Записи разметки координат
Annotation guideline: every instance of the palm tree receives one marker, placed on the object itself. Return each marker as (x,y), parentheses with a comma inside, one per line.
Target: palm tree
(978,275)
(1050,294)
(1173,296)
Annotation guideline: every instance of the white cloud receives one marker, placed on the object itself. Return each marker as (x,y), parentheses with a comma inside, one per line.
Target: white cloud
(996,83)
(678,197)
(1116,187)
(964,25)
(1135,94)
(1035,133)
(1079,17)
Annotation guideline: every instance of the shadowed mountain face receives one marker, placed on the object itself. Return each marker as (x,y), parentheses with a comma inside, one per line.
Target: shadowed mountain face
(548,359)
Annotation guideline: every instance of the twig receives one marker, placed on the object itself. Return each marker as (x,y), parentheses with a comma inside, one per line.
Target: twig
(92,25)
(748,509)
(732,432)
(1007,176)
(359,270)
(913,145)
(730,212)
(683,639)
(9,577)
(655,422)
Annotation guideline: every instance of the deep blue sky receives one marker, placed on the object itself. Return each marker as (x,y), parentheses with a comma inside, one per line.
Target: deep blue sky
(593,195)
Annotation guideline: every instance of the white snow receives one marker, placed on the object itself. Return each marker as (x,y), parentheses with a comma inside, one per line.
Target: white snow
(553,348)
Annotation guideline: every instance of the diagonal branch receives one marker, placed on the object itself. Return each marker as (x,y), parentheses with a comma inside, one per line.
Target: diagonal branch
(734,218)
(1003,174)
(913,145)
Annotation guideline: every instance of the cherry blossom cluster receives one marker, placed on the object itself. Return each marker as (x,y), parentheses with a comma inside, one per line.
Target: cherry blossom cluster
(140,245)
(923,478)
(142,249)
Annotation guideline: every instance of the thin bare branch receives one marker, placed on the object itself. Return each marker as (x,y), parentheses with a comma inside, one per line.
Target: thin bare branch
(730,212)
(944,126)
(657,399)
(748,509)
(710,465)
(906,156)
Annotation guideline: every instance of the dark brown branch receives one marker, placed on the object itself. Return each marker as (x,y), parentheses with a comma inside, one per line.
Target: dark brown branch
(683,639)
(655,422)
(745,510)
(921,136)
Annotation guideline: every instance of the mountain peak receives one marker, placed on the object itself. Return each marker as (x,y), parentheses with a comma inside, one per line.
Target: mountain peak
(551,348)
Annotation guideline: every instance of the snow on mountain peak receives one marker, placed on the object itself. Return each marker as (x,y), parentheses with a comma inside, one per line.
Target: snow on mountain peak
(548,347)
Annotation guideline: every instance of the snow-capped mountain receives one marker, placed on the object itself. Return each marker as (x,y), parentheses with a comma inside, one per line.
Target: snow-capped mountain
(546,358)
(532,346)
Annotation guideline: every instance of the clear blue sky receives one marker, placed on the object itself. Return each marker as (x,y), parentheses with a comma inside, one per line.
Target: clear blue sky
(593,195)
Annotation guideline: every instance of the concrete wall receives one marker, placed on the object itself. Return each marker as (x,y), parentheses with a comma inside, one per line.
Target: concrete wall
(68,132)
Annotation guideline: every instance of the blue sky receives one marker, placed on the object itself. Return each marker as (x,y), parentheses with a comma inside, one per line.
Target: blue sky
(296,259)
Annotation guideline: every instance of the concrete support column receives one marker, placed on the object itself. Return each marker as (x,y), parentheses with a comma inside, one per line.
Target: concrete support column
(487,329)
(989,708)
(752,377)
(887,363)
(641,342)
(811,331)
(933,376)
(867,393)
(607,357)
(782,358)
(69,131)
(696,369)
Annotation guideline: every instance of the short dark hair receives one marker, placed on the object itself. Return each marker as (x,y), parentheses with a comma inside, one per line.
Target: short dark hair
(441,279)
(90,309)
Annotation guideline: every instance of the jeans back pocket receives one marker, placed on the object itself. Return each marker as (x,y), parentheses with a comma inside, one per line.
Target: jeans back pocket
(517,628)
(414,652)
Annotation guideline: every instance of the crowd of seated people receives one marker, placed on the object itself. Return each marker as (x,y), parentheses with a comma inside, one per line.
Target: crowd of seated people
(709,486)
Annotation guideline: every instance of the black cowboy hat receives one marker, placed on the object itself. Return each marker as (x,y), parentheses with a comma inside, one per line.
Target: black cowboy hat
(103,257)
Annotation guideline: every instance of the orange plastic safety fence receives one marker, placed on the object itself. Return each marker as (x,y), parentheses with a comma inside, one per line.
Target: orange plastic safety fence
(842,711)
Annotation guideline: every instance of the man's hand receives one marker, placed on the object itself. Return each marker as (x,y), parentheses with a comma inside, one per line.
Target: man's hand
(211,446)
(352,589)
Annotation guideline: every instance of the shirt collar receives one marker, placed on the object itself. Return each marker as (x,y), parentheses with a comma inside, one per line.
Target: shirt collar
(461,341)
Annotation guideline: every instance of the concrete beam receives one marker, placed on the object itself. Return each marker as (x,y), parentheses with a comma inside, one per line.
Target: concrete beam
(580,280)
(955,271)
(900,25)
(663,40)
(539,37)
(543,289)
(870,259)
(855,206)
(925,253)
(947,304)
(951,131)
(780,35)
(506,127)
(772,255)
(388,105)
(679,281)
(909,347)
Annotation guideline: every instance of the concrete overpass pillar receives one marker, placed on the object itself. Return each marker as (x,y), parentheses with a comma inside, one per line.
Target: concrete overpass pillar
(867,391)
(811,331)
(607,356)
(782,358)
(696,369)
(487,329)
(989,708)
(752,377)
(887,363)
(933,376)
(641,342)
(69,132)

УКАЗАНИЯ И ТРЕБОВАНИЯ:
Сдвиньте координаты в ответах, прибавив 96 к каждому числу. Перепишите заново все строки от той, что содержит «Annotation guideline: every instance of the concrete beam», до конца записей включительно, вместе с текстом указаний.

РЕШЕНИЕ:
Annotation guideline: every instance of the concrete beam receives one marker, placed on the object itself. Return each marker as (x,y), parentheses with a comma inside, one per line.
Target: concrete beam
(676,376)
(1051,367)
(996,121)
(759,136)
(635,133)
(639,385)
(966,355)
(951,302)
(1021,349)
(1043,400)
(1047,227)
(876,131)
(602,223)
(868,351)
(484,201)
(775,377)
(1005,443)
Annotation guideline: every instance of the concrete overpass pillar receives one marker, placed on the object itself. Return each marker as (x,y), parentheses with a comma inside, one per line.
Target: concrete overpass pillar
(963,487)
(907,427)
(703,452)
(878,454)
(792,465)
(583,425)
(1085,804)
(848,473)
(983,459)
(1029,472)
(737,438)
(165,228)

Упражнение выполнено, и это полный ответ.